[Rows from a dataset]
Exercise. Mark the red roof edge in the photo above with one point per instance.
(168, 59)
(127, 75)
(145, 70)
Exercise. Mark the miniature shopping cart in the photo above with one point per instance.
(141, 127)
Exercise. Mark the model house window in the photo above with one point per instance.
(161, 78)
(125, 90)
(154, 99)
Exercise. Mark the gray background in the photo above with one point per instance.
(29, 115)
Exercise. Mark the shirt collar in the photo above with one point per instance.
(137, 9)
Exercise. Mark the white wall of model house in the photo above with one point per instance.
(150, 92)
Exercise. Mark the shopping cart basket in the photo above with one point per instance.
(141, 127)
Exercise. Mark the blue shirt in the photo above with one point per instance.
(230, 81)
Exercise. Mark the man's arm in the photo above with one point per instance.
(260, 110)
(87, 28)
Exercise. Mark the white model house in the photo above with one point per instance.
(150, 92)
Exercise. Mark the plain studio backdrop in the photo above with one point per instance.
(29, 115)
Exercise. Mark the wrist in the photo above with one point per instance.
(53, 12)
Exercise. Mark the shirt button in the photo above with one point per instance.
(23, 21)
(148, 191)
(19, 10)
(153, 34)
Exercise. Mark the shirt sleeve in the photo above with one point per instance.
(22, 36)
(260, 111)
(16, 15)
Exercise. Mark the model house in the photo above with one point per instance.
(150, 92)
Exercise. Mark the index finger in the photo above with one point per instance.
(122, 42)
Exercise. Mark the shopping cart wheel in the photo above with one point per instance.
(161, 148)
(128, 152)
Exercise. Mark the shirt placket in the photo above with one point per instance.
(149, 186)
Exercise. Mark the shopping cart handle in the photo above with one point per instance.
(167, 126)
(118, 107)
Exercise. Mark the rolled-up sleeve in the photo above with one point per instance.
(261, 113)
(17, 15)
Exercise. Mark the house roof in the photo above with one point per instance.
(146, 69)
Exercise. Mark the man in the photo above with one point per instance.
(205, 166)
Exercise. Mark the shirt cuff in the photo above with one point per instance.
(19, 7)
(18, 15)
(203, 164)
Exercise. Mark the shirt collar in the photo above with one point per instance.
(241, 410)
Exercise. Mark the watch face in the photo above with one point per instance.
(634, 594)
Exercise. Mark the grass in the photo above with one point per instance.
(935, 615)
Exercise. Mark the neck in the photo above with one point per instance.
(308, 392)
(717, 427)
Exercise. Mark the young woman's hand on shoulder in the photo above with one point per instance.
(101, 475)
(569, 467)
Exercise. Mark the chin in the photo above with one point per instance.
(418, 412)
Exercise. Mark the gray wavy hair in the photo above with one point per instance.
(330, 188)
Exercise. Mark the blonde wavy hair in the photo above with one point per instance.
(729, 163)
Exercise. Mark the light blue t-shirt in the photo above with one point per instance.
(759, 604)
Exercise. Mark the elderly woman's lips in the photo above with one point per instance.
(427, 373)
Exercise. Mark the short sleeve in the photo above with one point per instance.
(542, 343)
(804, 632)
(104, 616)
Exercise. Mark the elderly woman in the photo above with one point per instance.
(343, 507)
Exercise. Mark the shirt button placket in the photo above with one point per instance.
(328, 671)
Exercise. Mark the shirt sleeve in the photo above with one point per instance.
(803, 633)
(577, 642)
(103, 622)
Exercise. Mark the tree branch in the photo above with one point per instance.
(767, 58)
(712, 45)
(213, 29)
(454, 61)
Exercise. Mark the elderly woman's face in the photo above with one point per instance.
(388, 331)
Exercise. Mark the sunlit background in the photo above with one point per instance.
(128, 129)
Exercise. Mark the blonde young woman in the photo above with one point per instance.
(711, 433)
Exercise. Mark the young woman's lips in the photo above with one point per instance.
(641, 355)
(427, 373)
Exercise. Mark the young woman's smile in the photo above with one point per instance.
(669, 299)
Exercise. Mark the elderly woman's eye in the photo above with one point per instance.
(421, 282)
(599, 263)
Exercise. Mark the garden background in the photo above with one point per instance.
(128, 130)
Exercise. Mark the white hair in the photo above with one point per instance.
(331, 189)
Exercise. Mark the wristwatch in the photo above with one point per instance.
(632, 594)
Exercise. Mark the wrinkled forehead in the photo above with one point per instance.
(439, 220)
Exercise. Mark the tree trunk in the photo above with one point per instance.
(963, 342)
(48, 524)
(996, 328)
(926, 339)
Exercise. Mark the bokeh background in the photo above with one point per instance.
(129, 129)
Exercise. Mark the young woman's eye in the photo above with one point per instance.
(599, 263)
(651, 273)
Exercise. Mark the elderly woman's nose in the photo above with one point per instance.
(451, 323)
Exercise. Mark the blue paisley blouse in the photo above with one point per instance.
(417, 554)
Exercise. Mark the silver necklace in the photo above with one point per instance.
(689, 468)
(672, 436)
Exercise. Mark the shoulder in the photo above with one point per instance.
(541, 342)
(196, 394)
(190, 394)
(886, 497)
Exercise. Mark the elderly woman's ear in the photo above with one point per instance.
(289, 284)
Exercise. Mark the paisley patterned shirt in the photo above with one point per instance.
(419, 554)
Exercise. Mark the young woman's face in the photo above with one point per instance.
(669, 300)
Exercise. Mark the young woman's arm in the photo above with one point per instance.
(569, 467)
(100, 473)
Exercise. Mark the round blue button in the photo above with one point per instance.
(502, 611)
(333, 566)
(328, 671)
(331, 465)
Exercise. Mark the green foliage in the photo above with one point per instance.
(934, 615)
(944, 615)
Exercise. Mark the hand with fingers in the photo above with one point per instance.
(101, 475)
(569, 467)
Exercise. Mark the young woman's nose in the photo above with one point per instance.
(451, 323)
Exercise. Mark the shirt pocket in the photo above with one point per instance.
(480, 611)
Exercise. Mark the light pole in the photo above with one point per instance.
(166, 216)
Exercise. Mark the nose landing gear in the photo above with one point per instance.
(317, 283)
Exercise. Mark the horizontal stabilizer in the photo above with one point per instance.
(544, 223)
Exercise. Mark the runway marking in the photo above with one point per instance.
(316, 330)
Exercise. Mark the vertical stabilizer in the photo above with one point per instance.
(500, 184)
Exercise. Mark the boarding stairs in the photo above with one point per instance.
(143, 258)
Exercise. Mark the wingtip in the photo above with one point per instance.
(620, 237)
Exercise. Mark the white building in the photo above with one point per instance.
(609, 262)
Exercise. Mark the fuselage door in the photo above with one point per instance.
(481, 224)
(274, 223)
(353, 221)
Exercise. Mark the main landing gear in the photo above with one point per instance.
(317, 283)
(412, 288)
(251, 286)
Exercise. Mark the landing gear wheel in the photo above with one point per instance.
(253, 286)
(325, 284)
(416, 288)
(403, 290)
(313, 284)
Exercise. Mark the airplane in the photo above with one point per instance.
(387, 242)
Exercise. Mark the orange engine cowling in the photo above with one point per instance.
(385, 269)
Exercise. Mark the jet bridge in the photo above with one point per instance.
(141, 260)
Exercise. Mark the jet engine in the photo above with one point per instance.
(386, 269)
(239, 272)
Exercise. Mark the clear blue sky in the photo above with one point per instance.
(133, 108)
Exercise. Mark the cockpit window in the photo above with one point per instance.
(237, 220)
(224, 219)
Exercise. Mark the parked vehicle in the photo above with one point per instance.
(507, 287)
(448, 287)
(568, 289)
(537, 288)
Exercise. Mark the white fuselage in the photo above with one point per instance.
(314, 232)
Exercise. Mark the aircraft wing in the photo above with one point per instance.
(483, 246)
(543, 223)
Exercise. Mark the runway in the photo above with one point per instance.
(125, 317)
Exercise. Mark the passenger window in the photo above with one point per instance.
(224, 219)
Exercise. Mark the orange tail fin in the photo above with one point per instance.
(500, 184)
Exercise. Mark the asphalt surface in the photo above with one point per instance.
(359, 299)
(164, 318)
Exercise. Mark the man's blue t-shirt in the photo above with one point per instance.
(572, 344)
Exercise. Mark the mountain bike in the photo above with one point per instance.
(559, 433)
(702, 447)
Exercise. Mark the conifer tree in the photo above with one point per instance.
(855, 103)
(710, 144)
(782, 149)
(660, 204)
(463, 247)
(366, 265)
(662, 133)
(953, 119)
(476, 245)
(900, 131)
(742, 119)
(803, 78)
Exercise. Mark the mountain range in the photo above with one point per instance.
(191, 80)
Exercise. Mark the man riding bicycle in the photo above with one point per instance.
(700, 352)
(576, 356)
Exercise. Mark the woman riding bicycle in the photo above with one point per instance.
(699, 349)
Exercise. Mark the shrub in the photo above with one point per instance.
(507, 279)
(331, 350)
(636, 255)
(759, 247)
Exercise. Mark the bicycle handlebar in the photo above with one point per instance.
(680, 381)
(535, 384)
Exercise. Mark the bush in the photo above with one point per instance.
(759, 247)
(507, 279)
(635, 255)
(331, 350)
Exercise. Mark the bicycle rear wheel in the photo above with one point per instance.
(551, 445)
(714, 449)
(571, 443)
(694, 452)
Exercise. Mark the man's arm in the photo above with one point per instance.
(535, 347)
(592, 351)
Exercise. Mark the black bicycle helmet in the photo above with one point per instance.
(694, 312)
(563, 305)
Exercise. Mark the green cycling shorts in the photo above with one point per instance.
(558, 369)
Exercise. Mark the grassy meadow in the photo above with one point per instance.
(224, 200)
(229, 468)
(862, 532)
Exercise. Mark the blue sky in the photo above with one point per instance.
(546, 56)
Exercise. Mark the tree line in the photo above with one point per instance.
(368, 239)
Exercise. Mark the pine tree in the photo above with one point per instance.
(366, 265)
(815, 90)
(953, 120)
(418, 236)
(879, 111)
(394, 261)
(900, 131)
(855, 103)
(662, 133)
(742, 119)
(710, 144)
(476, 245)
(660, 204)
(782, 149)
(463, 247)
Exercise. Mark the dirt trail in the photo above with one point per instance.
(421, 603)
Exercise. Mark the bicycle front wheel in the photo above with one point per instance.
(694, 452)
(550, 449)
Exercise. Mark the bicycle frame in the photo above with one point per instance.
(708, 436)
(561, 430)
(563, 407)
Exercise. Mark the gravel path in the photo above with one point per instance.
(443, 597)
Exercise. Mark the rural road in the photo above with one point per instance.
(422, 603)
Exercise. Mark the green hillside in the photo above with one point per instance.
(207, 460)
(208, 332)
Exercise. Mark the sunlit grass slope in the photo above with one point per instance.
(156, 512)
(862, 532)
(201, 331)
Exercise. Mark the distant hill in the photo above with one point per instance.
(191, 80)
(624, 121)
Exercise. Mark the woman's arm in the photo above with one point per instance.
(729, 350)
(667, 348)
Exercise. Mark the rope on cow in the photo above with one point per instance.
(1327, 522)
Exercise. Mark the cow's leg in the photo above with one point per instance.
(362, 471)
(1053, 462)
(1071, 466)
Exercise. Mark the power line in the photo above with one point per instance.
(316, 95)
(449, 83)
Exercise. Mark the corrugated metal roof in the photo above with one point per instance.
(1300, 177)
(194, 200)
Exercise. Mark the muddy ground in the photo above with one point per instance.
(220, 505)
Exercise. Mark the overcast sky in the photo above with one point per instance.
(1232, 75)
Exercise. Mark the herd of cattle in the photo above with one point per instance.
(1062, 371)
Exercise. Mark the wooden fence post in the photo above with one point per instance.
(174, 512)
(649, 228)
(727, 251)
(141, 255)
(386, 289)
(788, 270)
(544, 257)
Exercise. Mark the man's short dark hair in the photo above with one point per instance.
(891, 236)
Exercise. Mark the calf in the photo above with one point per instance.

### PROBLEM DESCRIPTION
Copy out the lines starting at the one containing "Exercise. Mark the woman's" and ending with the last line of the entries. Include nothing else.

### CORRECT ANSWER
Exercise. Mark the woman's arm in the photo above with one point per instance.
(729, 350)
(667, 348)
Exercise. Mark the rope on cow in the photo above with one point per instance.
(1327, 522)
Exercise. Mark the cow's leg in the photo above with one point per instance.
(362, 471)
(1053, 462)
(1071, 466)
Exercise. Mark the power line in the photo above with one point per instance.
(316, 95)
(449, 83)
Exercise. Mark the corrugated metal roof in the photo above with one point per instance.
(1300, 177)
(194, 200)
Exercise. Mark the muddy ground in the photo above with one point per instance.
(220, 505)
Exercise. Mark the overcast sky in the photo above with one point per instance.
(1232, 75)
Exercise. Mark the herd of cattle in the photo above with one point per instance.
(1062, 371)
Exercise. Mark the wooden fence post in the photo above with one point per instance.
(174, 512)
(649, 228)
(727, 251)
(141, 255)
(386, 289)
(788, 270)
(544, 257)
Exercise. Mark the man's short dark hair in the photo above with one point per instance.
(891, 236)
Exercise. Mark the calf in the photo above with one point per instance.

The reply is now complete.